• _Task to complete_:
Render every line of the material below as a Markdown table with two columns, Row and Line. Row holds the row number and Line holds the line. Leave out blank lines.
◆ ◆ ◆ ◆ ◆ ◆ ◆
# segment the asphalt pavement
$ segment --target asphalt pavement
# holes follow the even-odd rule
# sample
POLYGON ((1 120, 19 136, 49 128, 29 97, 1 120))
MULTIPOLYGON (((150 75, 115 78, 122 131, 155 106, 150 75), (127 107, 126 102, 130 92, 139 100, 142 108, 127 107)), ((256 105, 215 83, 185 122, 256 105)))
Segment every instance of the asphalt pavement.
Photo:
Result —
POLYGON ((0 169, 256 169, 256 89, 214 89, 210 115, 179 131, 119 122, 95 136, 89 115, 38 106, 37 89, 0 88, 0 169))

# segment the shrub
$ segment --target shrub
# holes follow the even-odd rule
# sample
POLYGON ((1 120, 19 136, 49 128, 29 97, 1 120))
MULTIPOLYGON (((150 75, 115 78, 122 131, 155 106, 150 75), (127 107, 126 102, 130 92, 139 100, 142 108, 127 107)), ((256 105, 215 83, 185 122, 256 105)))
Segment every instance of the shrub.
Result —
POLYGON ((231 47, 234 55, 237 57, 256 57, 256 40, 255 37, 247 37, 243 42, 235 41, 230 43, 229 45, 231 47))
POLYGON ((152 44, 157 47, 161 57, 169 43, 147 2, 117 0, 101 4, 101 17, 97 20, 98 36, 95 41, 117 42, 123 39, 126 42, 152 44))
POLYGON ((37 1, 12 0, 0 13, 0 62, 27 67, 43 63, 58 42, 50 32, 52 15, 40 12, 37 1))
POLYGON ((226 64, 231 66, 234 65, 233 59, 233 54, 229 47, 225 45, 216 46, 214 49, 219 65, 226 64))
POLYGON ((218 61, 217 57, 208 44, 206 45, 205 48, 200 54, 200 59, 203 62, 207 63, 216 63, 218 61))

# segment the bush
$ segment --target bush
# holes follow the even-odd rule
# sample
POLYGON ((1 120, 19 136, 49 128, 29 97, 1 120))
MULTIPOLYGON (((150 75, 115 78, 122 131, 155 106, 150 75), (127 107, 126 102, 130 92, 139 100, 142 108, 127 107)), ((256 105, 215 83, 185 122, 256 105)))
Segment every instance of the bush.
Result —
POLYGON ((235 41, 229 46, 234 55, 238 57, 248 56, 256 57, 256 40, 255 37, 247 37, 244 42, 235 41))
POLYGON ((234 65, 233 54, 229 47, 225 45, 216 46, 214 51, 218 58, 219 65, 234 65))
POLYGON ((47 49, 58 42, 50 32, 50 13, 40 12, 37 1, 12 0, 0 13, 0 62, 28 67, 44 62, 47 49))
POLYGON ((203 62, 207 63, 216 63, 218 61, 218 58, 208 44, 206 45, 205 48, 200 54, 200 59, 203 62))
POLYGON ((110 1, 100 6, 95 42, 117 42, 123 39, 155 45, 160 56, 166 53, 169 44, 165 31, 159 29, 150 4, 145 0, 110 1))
◆ ◆ ◆ ◆ ◆ ◆ ◆
• _Final result_:
| Row | Line |
|---|---|
| 1 | # segment the asphalt pavement |
| 2 | $ segment --target asphalt pavement |
| 3 | # holes follow the even-odd rule |
| 4 | # sample |
| 5 | POLYGON ((1 120, 19 136, 49 128, 29 97, 1 120)) |
| 6 | MULTIPOLYGON (((150 75, 115 78, 122 131, 155 106, 150 75), (127 107, 126 102, 130 92, 139 100, 142 108, 127 107)), ((256 105, 215 83, 185 122, 256 105))) |
| 7 | Segment every instance of the asphalt pavement. |
| 8 | Photo: |
| 9 | Result — |
| 10 | POLYGON ((0 169, 256 169, 256 89, 214 89, 210 115, 179 131, 119 122, 95 136, 89 115, 38 106, 37 89, 0 88, 0 169)) |
| 11 | # segment the shrub |
| 12 | $ segment --target shrub |
| 13 | # holes follow the even-odd rule |
| 14 | # sample |
| 15 | POLYGON ((1 120, 19 136, 49 128, 29 97, 1 120)) |
| 16 | MULTIPOLYGON (((150 75, 115 78, 122 131, 155 106, 150 75), (127 107, 126 102, 130 92, 139 100, 142 108, 127 107)), ((256 105, 215 83, 185 122, 256 105))) |
| 17 | Segment every instance of the shrub. |
| 18 | Result — |
| 19 | POLYGON ((231 47, 234 55, 237 57, 256 57, 256 40, 255 37, 247 37, 243 42, 235 41, 230 43, 229 45, 231 47)) |
| 20 | POLYGON ((152 44, 157 47, 161 57, 169 43, 147 2, 117 0, 101 4, 101 17, 97 20, 98 36, 95 41, 117 42, 123 39, 126 42, 152 44)) |
| 21 | POLYGON ((37 1, 12 0, 0 13, 0 62, 27 67, 43 63, 58 42, 50 32, 52 15, 40 12, 37 1)) |
| 22 | POLYGON ((226 64, 231 66, 234 65, 233 59, 233 54, 229 47, 225 45, 216 46, 214 49, 219 65, 226 64)) |
| 23 | POLYGON ((218 61, 217 57, 208 44, 206 45, 205 48, 200 54, 200 59, 203 62, 207 63, 216 63, 218 61)) |
| 24 | # segment the bush |
| 25 | $ segment --target bush |
| 26 | # holes follow the even-odd rule |
| 27 | # sample |
| 28 | POLYGON ((1 120, 19 136, 49 128, 29 97, 1 120)) |
| 29 | MULTIPOLYGON (((150 75, 115 78, 122 131, 155 106, 150 75), (127 107, 126 102, 130 92, 139 100, 142 108, 127 107)), ((256 105, 215 83, 185 122, 256 105))) |
| 30 | Segment every instance of the bush. |
| 31 | Result — |
| 32 | POLYGON ((235 41, 229 46, 234 55, 238 57, 248 56, 256 57, 256 40, 255 37, 247 37, 244 42, 235 41)) |
| 33 | POLYGON ((234 65, 233 54, 229 47, 225 45, 216 46, 214 51, 218 58, 219 65, 234 65)) |
| 34 | POLYGON ((47 49, 58 42, 50 32, 50 13, 40 12, 37 1, 12 0, 0 13, 0 62, 28 67, 44 62, 47 49)) |
| 35 | POLYGON ((203 62, 207 63, 216 63, 218 61, 218 58, 208 44, 206 45, 205 48, 200 54, 200 59, 203 62)) |
| 36 | POLYGON ((110 1, 100 6, 95 42, 117 42, 123 39, 155 45, 160 56, 166 53, 169 44, 165 31, 159 29, 150 4, 145 0, 110 1)) |